Task statement >>
Gather every line of the listing below that contains the word "trace", matching case exactly.

Stored rows >>

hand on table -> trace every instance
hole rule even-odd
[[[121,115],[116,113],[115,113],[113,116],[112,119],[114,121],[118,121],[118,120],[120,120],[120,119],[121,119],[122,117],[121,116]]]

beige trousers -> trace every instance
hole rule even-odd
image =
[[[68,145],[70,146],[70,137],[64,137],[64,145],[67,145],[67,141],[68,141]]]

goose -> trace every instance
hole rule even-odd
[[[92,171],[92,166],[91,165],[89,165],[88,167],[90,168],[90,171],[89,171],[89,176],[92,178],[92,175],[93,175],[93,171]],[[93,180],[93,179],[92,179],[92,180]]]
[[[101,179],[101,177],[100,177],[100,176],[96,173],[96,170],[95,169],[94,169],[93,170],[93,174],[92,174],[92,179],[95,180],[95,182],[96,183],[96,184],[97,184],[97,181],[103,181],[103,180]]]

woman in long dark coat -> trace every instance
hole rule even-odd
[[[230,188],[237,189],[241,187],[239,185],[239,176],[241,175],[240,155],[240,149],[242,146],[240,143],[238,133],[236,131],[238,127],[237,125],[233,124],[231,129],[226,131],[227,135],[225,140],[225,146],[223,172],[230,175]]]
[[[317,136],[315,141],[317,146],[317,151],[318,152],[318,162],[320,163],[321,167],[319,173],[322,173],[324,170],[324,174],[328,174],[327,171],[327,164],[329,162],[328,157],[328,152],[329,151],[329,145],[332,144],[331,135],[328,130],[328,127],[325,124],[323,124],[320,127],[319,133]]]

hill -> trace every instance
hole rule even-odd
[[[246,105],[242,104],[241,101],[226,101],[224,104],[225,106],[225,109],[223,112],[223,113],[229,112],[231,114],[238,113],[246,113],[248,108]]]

Answer to the problem >>
hand on table -> trace every instance
beige trousers -> trace every instance
goose -> trace every instance
woman in long dark coat -> trace every instance
hill -> trace every instance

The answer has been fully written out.